● **提取文本**
====

作者：张双双

介绍

K-center聚类和K-means聚类类似，都是通过迭代类中心点直至收敛，不同的是K-center的中心点必须是一个真实的样本点，而K-means并不需要。

函数介绍

python">class Kmedoid:
    def __init__(self, data, k):
        self.data = data
        self.k = k

    def randCent(self):  # 随机选取一个点
        random_index = random.randint(0, self.data.shape[0]-1)
        return random_index, self.data[random_index, :]

    def distance(self, vecA, vecB):  # 计算曼哈顿距离
        return sum(abs(vecA - vecB))

    def run(self):
        init_centers = []  # 初始化中心的列表
        init_indexs = []  # 被选中作为中心的点的下标
        while len(init_centers) < self.k:
            index, center = self.randCent()
            if index not in init_indexs:  # 保证选点不重复
                init_centers.append(center)
                init_indexs.append(index)
            else:
                continue

        while True:
            cluster_category = []  # 记录聚类结果
            for i in range(self.data.shape[0]):  # 遍历每一个点
                minv = np.inf  # 最小距离，初始为正无穷
                cluster_index = 0  # 所属簇的下标
                for index, center in enumerate(init_centers):  # 遍历每个中心
                    # 选取离得最近的中心作为归属簇
                    dist = self.distance(center, self.data[i, :])
                    if dist < minv:
                        minv = dist
                        cluster_index = index
                cluster_category.append(cluster_index)

            # 重新计算中心点
            new_indexs = [0 for i in range(len(init_centers))]  # 更新被选中作为中心的点的下标
            min_dists = [np.inf for i in range(len(init_centers))]  # 中心点对应最小距离
            for i in range(self.data.shape[0]):
                min_dist = 0  # 求与当前簇其他点的距离之和
                for j in range(self.data.shape[0]):  # 遍历每一个点
                    if cluster_category[i] == cluster_category[j]:  # 属于同一个簇才进行累加
                        min_dist += self.distance(self.data[i, :], self.data[j, :])
                if min_dist < min_dists[cluster_category[i]]:  # 保存数据到列表
                    min_dists[cluster_category[i]] = min_dist
                    new_indexs[cluster_category[i]] = i

            init_centers = []  # 新的聚类中心
            for index in new_indexs:
                init_centers.append(self.data[index, :])

            if new_indexs == init_indexs:  # 如果新的中心与上次相同则结束循环
                return cluster_category, init_centers
            else:
                init_indexs = new_indexs  # 更新聚类中心下标

实例

python">import random
import numpy as np
from sklearn.datasets import make_blobs
from matplotlib import pyplot
import pandas as pd
import matplotlib.pyplot as plt
import matplotlib

ir = datasets.load_iris() 
y = ir.data[:, :4] # #表示我们取特征空间中的4个维度

model = Kmedoid(data=y, k=3)
cluster_category, init_centers=model.run()

dat=np.concatenate([y,np.array(cluster_category).reshape(-1,1)],axis=1)
columns=ir.feature_names
columns.append('result')

X=pd.DataFrame(dat,columns=columns)


# 绘制结果
x0 = X[X['result'] == 0]
x1 = X[X['result'] == 1]
x2 = X[X['result'] == 2]
plt.scatter(x0['sepal length (cm)'], x0['sepal width (cm)'], c="red", marker='o', label='label0') 
plt.scatter(x1['sepal length (cm)'], x1['sepal width (cm)'], c="green", marker='*', label='label1') 
plt.scatter(x2['sepal length (cm)'], x2['sepal width (cm)'], c="blue", marker='+', label='label2') 
plt.xlabel('sepal length') 
plt.ylabel('sepal width') 
plt.legend(loc=2) 
plt.show()

====

● **提取的条目**

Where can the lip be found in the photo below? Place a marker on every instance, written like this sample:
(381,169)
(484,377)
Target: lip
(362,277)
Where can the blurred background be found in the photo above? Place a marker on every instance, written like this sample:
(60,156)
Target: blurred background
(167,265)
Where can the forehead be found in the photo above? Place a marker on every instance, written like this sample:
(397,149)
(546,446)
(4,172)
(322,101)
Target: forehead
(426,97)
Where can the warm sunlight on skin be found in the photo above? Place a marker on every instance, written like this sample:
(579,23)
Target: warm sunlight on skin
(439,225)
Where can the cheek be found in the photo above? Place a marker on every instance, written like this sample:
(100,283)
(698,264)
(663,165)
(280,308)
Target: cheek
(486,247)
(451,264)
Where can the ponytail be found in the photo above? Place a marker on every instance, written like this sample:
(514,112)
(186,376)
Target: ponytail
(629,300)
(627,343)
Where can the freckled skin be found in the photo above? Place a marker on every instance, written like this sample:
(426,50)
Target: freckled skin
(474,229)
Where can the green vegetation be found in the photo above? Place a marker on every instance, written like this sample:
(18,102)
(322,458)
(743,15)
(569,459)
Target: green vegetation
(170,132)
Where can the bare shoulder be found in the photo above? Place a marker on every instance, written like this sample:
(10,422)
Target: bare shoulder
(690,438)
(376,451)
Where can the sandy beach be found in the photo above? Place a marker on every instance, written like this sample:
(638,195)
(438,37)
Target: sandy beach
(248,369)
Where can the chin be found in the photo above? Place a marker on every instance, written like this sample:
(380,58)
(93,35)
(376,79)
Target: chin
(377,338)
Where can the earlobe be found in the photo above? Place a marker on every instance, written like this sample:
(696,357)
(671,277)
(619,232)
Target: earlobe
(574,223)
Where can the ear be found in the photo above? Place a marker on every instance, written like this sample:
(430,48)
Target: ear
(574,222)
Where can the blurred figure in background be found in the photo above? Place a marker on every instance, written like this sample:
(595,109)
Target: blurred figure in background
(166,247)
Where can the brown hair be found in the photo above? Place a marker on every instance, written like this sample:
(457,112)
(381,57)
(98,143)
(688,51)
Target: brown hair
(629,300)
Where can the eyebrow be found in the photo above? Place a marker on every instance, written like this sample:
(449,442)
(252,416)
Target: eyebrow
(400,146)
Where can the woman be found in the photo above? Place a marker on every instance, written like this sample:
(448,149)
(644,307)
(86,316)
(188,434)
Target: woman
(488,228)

====

按照提取文本的说法，K-center聚类和K-means聚类在中心点上有什么不同？ 这些条目取自另一个来源。

● **问题解答**
K-center的中心点必须是一个真实的样本点，K-means则不需要。